WHAT YOU SHOULD DO: Within the data below, count the lines that include the word "yoga". Provide the number and nothing further.

+++ EXTRACTED RECORDS +++

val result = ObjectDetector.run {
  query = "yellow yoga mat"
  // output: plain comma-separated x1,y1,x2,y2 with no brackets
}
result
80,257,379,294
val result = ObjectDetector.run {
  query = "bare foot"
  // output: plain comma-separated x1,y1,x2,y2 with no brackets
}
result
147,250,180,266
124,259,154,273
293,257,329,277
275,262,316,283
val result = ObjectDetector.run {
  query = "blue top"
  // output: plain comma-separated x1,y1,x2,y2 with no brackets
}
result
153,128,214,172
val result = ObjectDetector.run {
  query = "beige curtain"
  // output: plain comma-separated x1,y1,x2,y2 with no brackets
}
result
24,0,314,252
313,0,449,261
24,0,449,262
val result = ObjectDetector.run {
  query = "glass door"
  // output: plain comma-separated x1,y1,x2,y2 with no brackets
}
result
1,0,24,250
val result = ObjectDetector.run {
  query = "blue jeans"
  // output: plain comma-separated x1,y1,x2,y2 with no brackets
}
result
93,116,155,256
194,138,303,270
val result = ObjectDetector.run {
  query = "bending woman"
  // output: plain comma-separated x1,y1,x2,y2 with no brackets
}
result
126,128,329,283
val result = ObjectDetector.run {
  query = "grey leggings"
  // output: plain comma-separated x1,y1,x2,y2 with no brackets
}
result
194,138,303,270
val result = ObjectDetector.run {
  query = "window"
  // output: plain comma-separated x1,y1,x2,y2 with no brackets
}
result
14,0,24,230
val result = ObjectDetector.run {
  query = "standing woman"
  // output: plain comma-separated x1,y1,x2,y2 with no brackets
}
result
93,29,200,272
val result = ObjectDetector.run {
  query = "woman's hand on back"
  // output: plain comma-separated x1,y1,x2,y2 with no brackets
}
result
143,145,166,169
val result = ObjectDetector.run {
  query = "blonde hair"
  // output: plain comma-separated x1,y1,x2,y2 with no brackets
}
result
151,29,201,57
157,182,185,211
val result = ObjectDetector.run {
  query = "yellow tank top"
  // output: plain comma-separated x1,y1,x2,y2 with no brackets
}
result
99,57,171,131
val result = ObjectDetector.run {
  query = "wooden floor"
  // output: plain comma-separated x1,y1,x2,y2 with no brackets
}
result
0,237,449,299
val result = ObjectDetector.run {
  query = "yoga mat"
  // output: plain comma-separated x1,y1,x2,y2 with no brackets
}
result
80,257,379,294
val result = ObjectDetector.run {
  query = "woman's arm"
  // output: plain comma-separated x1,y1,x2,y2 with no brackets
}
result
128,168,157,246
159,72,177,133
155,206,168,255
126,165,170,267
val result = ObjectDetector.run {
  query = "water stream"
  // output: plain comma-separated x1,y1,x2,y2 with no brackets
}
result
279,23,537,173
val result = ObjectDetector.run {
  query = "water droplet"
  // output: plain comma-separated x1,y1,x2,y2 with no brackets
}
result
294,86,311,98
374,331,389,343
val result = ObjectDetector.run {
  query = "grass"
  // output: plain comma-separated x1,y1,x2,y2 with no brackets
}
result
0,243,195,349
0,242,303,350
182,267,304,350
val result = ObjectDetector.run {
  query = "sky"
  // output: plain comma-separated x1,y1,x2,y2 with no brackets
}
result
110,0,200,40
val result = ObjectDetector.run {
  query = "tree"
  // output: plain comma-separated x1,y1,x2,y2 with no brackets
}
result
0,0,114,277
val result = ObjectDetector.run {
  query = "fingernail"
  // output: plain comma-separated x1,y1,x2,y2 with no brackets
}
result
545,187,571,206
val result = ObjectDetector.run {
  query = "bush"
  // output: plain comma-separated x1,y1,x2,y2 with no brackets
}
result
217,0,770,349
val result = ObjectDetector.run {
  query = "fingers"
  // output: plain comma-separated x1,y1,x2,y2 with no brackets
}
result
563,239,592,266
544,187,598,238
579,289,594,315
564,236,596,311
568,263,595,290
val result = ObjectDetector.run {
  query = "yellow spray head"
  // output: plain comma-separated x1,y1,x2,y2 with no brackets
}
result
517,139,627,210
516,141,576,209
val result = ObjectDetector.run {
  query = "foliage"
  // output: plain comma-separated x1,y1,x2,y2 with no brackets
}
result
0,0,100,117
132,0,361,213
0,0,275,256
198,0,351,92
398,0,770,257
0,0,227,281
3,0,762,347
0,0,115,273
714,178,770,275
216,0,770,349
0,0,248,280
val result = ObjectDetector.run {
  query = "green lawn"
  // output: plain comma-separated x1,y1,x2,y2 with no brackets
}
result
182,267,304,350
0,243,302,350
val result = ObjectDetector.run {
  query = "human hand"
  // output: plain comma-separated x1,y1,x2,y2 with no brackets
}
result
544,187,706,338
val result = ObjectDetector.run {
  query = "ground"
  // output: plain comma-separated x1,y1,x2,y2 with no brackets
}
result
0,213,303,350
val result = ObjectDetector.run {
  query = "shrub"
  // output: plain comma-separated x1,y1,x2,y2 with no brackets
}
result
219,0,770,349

+++

PROBLEM SOLUTION: 2